Image point annotation entries
======
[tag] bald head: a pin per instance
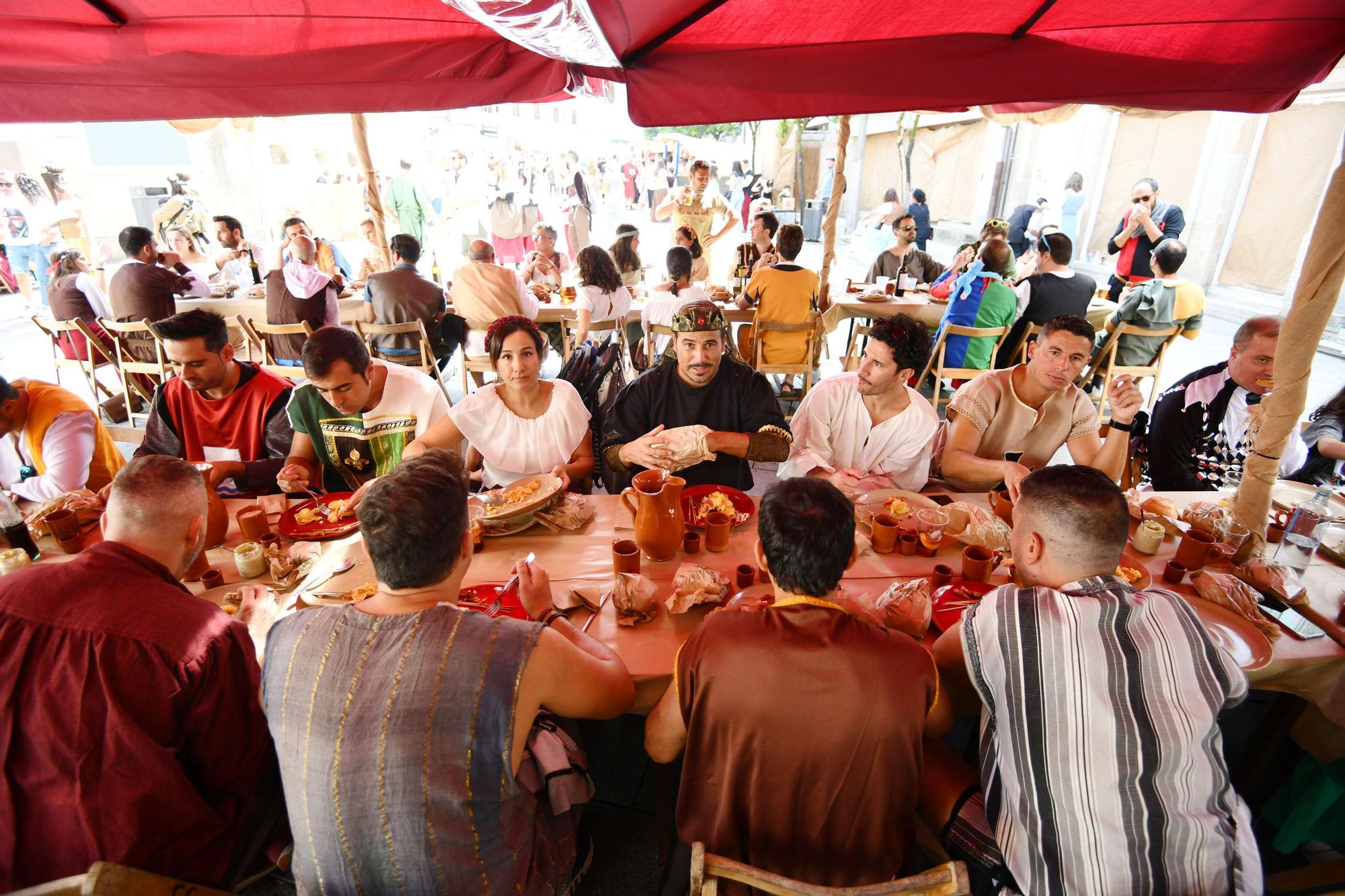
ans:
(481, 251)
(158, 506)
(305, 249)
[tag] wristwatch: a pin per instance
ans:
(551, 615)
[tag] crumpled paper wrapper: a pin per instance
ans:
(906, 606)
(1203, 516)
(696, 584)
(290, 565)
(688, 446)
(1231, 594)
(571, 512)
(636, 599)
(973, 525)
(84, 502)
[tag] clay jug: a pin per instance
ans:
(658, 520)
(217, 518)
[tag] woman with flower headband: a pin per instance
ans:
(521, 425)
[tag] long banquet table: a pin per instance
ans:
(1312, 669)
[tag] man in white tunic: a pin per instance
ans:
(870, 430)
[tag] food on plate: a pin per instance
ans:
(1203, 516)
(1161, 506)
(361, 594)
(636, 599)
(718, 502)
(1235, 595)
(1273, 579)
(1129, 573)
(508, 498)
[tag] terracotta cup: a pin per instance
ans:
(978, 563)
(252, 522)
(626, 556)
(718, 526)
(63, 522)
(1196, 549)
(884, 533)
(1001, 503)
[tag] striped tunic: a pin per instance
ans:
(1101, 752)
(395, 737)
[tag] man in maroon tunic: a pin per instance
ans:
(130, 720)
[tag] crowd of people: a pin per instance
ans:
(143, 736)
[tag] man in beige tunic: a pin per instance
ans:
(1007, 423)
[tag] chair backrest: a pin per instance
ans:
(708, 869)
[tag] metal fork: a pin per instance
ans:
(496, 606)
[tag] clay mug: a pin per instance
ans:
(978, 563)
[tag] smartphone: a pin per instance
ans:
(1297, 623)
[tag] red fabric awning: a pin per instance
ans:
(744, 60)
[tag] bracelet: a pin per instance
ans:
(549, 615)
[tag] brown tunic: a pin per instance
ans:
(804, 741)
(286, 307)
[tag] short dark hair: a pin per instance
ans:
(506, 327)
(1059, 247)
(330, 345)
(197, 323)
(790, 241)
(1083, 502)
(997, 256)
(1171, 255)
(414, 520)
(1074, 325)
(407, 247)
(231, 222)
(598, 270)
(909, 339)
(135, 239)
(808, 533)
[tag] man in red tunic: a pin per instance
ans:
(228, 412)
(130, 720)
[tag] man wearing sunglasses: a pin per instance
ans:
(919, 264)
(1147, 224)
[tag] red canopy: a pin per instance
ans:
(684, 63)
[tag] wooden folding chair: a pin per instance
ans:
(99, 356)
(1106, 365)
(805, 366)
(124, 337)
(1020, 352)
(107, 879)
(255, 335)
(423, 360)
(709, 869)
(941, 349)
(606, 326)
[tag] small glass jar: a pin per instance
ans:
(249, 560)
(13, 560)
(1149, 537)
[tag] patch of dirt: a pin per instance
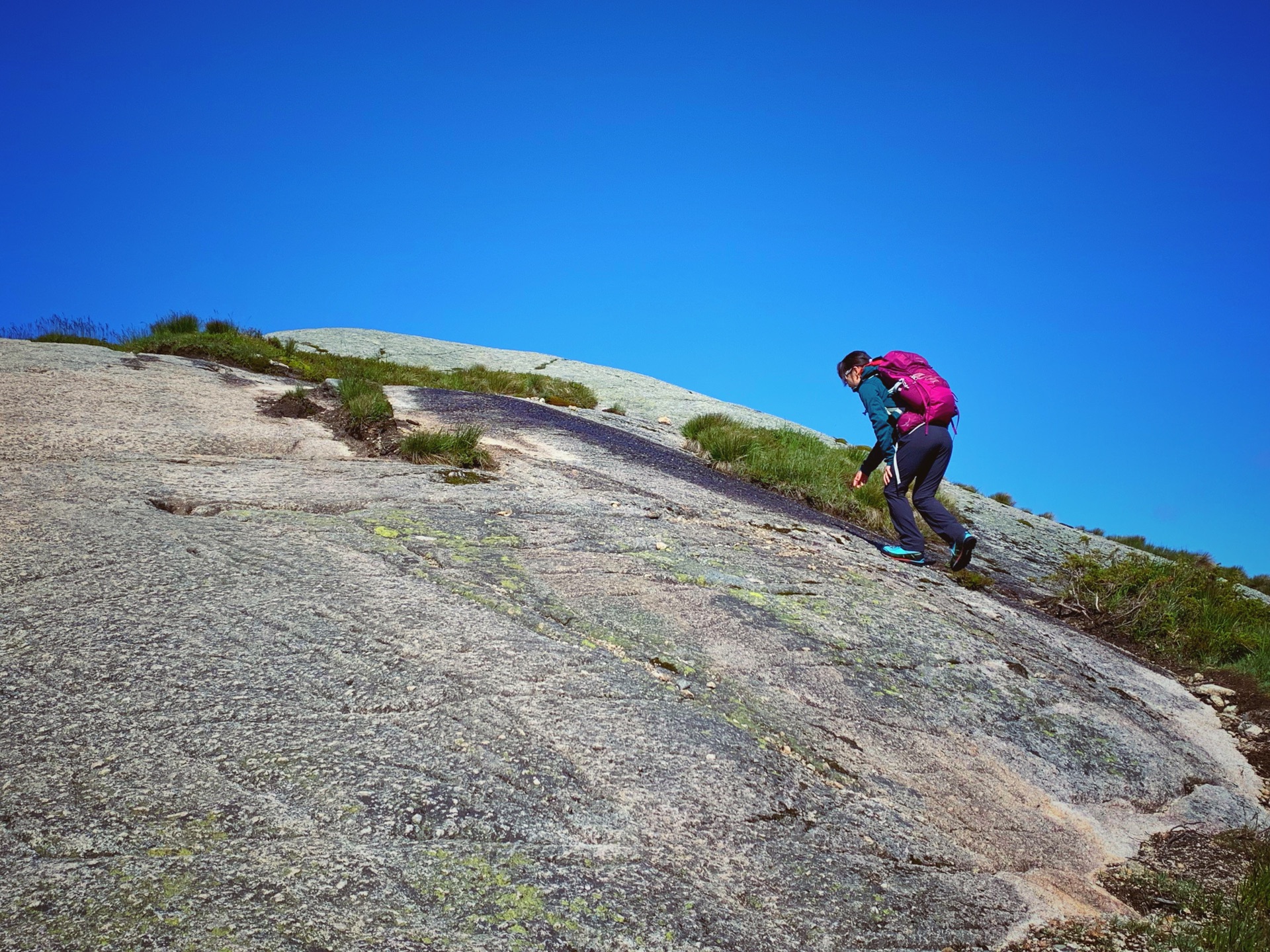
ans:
======
Work to do:
Rewrite every one of the records above, switching each "a pin per instance" to "one pin per object" and changing nothing else. Leave the picture lines out of your answer.

Output for this exercise:
[tag] bald head: one pin per object
ans:
(481, 251)
(158, 506)
(305, 249)
[tag] wristwatch: one pin per object
ans:
(551, 615)
[tag] crumpled paper wrapper: one pin per object
ans:
(906, 606)
(1203, 516)
(696, 584)
(290, 565)
(688, 446)
(1231, 594)
(571, 512)
(636, 599)
(973, 525)
(84, 502)
[tag] clay jug: one pin per object
ans:
(658, 520)
(217, 518)
[tag] woman with flower headband: one pin per object
ans:
(521, 425)
[tag] long banquet table: one pin per object
ans:
(1312, 669)
[tag] man in white tunic: one pin per object
ans:
(870, 430)
[tag] food on plate: one pin per object
ans:
(1203, 516)
(1161, 506)
(361, 594)
(636, 599)
(718, 502)
(1235, 595)
(1273, 579)
(1129, 573)
(508, 498)
[tag] terracotta cup: one pin per object
ans:
(978, 563)
(252, 522)
(626, 556)
(718, 526)
(63, 522)
(1196, 549)
(884, 533)
(1001, 503)
[tag] striped tunic: one pin per object
ans:
(1101, 752)
(395, 737)
[tag] man in maroon tunic: one pin per object
ans:
(130, 720)
[tag] crowd of people: one pin per object
ans:
(143, 736)
[tag] man in beige tunic: one pin per object
ans:
(1007, 423)
[tag] chair backrest: one pin per object
ans:
(708, 869)
[tag] metal fork: one pin per object
ans:
(496, 606)
[tag] clay mug: one pin per object
ans:
(978, 563)
[tag] smartphone: one pin per object
ans:
(1297, 623)
[tag] red fabric awning: one pin per object
ans:
(744, 60)
[tag] bracelet: one pin per object
ans:
(549, 615)
[tag] brown tunic: one pin per object
ans:
(804, 741)
(286, 307)
[tag] short dark hair: one pin per object
ans:
(506, 327)
(1059, 247)
(330, 345)
(197, 323)
(790, 241)
(1083, 502)
(997, 256)
(1171, 255)
(414, 520)
(1074, 325)
(407, 247)
(231, 222)
(598, 270)
(909, 339)
(135, 239)
(808, 533)
[tag] man in red tunic: one pin per object
ans:
(228, 412)
(130, 720)
[tag] man wearing sunglasses: one pin per object
ans:
(919, 264)
(1147, 224)
[tag] red canopy: one pin per object
ans:
(684, 63)
[tag] wooden folding chair: one pin per object
ans:
(99, 356)
(1106, 365)
(805, 366)
(124, 337)
(1020, 352)
(107, 879)
(255, 335)
(423, 360)
(709, 869)
(941, 349)
(606, 326)
[tag] small glass jar: one pin per object
ans:
(249, 560)
(13, 560)
(1149, 537)
[tag] patch of dirt: one pin per object
ans:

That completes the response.